Only one span of the listing below is wanted: the lines from the one with "Provide the segmentation of every instance of the white shaggy" through the one with "Provide the segmentation of every instance of the white building", reproduced exactly, both ends kept.

BEGIN

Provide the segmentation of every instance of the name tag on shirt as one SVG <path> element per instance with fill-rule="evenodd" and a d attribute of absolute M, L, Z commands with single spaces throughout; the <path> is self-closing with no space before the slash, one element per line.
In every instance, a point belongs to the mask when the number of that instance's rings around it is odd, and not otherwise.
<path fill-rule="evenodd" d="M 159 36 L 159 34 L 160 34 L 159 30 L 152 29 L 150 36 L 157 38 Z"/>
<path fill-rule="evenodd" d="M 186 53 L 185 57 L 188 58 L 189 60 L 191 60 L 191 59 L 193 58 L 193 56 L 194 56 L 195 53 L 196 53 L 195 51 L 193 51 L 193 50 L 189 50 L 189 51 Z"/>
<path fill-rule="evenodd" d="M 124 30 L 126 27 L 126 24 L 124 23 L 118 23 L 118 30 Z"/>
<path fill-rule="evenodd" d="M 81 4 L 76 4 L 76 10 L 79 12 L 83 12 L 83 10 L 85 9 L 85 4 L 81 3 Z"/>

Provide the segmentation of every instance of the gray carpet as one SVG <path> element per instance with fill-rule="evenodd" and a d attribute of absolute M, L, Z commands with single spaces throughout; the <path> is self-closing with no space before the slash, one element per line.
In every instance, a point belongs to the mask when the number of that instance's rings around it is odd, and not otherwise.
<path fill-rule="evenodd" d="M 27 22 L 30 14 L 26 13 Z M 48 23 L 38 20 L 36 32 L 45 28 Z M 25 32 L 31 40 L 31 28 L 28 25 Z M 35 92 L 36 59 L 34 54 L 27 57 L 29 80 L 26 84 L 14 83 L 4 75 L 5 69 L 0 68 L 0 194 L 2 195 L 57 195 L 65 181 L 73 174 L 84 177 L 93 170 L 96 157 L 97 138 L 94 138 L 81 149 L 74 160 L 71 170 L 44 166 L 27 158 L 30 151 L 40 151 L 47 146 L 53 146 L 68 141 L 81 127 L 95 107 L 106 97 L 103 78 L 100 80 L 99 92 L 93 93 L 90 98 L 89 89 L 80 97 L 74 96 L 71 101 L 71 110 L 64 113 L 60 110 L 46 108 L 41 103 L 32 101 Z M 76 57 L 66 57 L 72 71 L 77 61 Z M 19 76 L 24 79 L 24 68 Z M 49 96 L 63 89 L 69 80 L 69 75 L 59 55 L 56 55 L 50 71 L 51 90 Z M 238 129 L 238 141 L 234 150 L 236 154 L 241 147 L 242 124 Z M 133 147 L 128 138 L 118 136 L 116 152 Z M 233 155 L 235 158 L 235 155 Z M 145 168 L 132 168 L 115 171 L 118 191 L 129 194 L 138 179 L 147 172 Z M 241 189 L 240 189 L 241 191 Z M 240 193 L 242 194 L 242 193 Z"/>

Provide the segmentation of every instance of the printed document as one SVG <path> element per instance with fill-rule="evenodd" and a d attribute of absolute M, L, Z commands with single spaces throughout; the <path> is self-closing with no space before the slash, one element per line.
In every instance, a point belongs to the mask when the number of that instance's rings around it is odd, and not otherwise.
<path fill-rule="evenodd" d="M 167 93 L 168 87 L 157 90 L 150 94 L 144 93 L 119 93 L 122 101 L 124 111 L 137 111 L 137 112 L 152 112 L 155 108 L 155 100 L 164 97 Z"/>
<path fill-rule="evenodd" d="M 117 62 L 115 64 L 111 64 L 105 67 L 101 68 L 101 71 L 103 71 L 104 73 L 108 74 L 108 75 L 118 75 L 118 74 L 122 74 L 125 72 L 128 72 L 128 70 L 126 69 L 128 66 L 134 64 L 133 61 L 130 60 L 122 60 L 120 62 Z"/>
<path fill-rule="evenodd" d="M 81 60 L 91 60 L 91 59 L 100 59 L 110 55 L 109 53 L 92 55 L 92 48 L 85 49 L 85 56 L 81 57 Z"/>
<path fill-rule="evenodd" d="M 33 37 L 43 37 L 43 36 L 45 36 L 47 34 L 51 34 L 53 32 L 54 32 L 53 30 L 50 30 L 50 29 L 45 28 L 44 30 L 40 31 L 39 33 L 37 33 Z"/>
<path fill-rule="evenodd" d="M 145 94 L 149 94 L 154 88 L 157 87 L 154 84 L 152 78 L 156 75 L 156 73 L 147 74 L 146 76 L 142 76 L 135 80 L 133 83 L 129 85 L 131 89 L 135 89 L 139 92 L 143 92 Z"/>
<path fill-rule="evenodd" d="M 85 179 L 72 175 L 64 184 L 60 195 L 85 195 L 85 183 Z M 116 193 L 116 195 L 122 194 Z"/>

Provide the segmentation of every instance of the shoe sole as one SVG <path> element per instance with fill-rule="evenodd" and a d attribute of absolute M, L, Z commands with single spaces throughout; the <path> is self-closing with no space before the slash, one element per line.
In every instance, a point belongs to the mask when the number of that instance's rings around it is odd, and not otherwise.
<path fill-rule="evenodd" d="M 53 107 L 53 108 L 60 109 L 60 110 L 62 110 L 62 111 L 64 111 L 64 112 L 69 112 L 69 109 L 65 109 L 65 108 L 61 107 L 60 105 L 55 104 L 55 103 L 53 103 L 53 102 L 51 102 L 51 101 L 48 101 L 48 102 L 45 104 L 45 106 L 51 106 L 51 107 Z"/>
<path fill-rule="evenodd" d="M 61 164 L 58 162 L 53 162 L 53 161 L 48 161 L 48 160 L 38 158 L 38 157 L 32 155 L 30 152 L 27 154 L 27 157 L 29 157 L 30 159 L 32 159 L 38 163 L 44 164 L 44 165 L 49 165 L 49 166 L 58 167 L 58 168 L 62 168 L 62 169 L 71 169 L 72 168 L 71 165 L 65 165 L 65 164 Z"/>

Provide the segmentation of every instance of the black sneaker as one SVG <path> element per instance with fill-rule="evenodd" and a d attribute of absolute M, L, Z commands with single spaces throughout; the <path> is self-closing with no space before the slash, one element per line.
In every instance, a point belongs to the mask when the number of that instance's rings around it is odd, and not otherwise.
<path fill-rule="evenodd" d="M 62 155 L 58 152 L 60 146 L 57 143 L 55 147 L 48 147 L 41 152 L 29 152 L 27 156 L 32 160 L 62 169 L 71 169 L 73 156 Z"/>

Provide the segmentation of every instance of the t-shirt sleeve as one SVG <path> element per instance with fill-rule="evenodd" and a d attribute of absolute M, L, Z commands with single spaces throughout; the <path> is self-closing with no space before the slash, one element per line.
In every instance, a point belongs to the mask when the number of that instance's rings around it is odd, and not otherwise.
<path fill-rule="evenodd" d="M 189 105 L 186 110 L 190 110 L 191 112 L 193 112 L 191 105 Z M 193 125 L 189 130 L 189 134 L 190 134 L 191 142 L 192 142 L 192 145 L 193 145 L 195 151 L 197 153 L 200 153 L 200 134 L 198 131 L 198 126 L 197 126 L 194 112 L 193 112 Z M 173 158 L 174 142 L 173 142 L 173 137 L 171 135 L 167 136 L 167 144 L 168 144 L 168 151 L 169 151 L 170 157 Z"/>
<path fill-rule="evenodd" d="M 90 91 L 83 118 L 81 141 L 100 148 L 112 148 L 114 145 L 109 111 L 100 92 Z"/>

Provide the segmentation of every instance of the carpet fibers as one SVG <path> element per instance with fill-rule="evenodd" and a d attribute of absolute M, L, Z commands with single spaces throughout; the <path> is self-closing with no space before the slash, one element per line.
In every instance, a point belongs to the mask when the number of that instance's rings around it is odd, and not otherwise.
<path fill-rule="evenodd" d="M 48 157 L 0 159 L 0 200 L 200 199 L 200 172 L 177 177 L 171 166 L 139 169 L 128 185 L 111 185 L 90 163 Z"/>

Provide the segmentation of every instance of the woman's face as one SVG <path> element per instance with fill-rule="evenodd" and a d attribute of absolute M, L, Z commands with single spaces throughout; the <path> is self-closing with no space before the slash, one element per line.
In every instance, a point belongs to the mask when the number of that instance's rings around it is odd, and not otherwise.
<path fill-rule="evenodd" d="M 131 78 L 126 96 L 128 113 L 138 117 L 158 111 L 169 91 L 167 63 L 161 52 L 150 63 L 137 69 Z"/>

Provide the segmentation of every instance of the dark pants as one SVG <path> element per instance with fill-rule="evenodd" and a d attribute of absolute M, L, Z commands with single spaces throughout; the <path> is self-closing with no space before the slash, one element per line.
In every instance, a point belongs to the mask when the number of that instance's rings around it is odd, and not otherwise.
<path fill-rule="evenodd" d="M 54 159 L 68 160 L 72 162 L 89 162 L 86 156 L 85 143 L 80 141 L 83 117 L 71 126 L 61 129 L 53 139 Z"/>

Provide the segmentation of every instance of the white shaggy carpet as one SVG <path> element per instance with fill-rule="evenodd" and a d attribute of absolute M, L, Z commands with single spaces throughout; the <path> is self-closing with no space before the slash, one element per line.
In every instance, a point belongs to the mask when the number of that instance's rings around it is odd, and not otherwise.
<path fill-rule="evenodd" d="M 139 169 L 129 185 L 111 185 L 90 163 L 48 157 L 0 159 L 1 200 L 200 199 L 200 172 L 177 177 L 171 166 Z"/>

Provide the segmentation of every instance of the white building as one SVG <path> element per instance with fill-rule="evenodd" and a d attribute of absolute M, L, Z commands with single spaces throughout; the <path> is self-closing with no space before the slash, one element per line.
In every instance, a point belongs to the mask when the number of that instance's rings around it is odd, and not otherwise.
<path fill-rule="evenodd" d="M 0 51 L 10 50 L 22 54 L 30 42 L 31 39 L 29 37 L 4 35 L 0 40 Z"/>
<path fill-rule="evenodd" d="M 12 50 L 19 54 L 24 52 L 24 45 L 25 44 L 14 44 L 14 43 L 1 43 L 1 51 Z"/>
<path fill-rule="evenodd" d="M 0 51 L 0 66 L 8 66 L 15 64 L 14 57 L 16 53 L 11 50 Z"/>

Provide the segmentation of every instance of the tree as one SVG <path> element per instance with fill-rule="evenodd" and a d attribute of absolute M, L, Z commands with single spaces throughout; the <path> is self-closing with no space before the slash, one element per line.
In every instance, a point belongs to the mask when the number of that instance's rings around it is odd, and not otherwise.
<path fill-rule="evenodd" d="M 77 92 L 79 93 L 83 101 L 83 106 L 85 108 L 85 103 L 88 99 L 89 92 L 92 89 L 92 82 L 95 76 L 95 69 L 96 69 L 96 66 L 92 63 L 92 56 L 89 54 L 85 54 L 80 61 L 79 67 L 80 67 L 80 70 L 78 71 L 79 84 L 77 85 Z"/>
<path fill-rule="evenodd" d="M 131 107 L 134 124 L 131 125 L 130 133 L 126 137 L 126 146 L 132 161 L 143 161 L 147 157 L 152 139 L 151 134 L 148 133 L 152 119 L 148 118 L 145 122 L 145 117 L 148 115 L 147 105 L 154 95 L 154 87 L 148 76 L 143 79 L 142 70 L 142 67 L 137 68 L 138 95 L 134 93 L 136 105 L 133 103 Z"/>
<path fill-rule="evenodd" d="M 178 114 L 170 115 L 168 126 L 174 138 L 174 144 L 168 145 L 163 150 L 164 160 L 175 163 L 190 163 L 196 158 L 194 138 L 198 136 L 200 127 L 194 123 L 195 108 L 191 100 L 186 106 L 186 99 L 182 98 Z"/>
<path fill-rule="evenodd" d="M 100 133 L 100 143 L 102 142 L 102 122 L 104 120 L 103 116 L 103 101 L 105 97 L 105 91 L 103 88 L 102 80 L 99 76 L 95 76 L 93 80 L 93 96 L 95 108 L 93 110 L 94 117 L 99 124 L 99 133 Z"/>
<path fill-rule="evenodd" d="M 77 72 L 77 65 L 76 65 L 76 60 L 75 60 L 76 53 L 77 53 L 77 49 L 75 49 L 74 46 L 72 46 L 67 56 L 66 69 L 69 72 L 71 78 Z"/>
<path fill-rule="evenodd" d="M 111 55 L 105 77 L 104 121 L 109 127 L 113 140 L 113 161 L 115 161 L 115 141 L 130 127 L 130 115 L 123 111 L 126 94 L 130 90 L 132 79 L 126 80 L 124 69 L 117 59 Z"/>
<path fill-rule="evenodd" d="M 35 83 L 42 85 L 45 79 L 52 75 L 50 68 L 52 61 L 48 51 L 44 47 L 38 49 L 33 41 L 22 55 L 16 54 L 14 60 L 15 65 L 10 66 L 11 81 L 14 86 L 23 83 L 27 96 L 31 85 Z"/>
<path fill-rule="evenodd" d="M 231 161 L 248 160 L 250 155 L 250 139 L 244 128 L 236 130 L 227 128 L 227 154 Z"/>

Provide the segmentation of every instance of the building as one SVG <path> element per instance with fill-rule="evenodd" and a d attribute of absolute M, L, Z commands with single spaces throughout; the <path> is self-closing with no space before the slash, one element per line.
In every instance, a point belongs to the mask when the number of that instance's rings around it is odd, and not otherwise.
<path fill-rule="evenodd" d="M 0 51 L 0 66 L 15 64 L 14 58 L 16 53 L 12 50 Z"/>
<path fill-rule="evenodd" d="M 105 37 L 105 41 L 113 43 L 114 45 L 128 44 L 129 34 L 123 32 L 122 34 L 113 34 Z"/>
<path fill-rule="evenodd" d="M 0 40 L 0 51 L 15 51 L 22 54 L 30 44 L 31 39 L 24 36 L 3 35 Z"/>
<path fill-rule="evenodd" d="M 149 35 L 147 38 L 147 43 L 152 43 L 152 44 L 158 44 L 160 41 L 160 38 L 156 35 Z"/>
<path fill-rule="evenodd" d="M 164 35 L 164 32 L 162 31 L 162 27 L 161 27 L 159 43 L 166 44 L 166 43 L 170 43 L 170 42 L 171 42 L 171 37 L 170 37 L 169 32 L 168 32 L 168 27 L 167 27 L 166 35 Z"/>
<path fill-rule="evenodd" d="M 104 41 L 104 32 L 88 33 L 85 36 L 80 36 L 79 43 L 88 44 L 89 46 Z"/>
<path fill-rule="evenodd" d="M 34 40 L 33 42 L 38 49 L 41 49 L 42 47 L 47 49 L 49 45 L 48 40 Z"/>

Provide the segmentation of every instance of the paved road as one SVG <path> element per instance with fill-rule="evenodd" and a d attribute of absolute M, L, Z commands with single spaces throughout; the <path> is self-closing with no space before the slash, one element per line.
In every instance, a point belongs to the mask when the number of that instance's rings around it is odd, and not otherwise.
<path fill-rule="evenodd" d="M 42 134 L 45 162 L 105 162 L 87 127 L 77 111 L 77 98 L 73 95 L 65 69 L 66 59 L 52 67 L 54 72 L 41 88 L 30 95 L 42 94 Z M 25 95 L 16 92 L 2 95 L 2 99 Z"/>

END

### Answer space
Provide the segmentation of every instance of the white shaggy carpet as one SVG <path> element per instance with fill-rule="evenodd" and a d attribute of absolute M, L, Z commands with single spaces throughout; the <path> is self-closing with no space before the slash, one element per line.
In every instance, a point belongs to the mask when the number of that instance's rings around it is odd, and not otherwise.
<path fill-rule="evenodd" d="M 139 169 L 129 185 L 111 185 L 90 163 L 48 157 L 0 159 L 1 200 L 200 199 L 200 172 L 177 177 L 171 166 Z"/>

Provide the segmentation of every instance of the white building as one SVG <path> element per instance with fill-rule="evenodd" and a d attribute of absolute M, L, Z commands with single spaces throughout; the <path> is self-closing with no space before the slash, one element per line.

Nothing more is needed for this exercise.